**Exercise instructions**:
Repeat the records below exactly.

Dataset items

——

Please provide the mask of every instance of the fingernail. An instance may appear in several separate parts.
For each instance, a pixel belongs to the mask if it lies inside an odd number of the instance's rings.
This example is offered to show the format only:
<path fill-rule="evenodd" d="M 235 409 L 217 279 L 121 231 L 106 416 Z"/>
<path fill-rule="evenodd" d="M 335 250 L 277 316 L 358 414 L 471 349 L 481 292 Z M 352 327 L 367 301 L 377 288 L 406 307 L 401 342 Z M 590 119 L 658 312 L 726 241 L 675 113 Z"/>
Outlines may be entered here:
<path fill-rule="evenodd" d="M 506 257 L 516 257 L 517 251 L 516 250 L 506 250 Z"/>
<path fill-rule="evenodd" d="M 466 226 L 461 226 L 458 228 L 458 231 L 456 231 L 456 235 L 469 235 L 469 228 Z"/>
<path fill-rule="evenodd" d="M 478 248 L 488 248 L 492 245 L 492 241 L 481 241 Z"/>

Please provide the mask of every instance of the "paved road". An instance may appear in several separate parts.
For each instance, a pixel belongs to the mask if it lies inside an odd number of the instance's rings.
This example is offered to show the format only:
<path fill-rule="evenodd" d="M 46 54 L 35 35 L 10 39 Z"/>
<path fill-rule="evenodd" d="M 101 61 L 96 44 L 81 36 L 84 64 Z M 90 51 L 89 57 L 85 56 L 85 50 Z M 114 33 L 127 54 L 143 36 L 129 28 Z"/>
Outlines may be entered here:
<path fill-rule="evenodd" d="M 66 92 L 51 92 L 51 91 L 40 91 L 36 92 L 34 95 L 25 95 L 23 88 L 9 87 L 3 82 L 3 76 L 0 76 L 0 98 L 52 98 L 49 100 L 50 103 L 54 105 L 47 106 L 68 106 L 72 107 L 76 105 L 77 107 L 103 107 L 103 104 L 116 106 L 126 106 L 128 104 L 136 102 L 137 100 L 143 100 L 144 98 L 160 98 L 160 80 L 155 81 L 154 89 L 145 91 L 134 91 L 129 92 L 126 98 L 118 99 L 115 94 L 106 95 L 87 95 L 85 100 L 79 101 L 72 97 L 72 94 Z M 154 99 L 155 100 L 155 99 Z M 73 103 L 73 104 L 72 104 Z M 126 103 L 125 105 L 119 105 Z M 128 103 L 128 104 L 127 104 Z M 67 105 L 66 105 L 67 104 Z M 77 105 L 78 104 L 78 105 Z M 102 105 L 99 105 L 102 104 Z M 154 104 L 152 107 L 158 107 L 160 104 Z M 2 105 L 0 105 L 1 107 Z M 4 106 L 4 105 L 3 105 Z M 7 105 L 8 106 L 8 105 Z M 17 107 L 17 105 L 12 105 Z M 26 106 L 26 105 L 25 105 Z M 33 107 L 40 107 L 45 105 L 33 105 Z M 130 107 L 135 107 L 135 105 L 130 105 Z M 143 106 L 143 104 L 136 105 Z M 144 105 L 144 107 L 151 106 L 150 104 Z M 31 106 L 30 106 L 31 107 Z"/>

——

**Expected output**:
Please provide the mask of every instance of the fingernail. An instance may appear in several separate parts.
For each instance, a pixel belongs to the mask if it lies inside an odd number of the instance's rings.
This example is offered to show the format only:
<path fill-rule="evenodd" d="M 235 409 L 217 279 L 121 231 L 106 416 Z"/>
<path fill-rule="evenodd" d="M 335 250 L 277 316 L 358 414 L 471 349 L 481 292 Z M 352 327 L 367 301 L 377 288 L 406 307 L 401 342 Z M 590 119 L 658 312 L 726 241 L 675 113 Z"/>
Outlines may be entered here:
<path fill-rule="evenodd" d="M 506 257 L 516 257 L 517 251 L 516 250 L 506 250 Z"/>
<path fill-rule="evenodd" d="M 466 226 L 461 226 L 458 228 L 458 231 L 456 231 L 456 235 L 469 235 L 469 228 Z"/>
<path fill-rule="evenodd" d="M 478 248 L 488 248 L 492 245 L 492 241 L 481 241 Z"/>

Please provide the mask of every instance of the "paved road". An instance may appear in several separate parts.
For each instance, a pixel belongs to the mask if it lies inside an odd number of the instance's rings.
This example is offered to show the format only:
<path fill-rule="evenodd" d="M 46 54 L 35 35 L 10 39 Z"/>
<path fill-rule="evenodd" d="M 101 61 L 96 44 L 81 36 L 84 64 Z M 90 51 L 89 57 L 85 56 L 85 50 Z M 114 33 L 127 54 L 143 36 L 129 28 Z"/>
Outlines may be entered here:
<path fill-rule="evenodd" d="M 66 92 L 51 92 L 51 91 L 40 91 L 36 92 L 34 95 L 25 95 L 23 88 L 9 87 L 3 82 L 3 76 L 0 76 L 0 98 L 52 98 L 49 100 L 50 103 L 54 105 L 47 106 L 68 106 L 72 107 L 76 105 L 77 107 L 103 107 L 103 104 L 116 106 L 126 106 L 128 104 L 136 102 L 137 100 L 143 100 L 144 98 L 160 98 L 160 80 L 155 81 L 154 89 L 145 91 L 134 91 L 129 92 L 126 98 L 118 99 L 115 94 L 106 95 L 87 95 L 85 100 L 79 101 L 72 97 L 72 94 Z M 154 99 L 155 100 L 155 99 Z M 73 103 L 73 104 L 72 104 Z M 126 103 L 125 105 L 119 105 Z M 128 103 L 128 104 L 127 104 Z M 67 105 L 66 105 L 67 104 Z M 77 105 L 78 104 L 78 105 Z M 102 105 L 99 105 L 102 104 Z M 154 104 L 152 107 L 158 107 L 160 104 Z M 2 105 L 0 105 L 1 107 Z M 4 106 L 4 105 L 3 105 Z M 7 105 L 8 106 L 8 105 Z M 17 107 L 17 105 L 12 105 Z M 26 106 L 26 105 L 25 105 Z M 33 107 L 40 107 L 45 105 L 33 105 Z M 130 107 L 135 107 L 135 105 L 130 105 Z M 143 106 L 143 104 L 136 105 Z M 144 105 L 144 107 L 151 106 L 150 104 Z M 31 106 L 30 106 L 31 107 Z"/>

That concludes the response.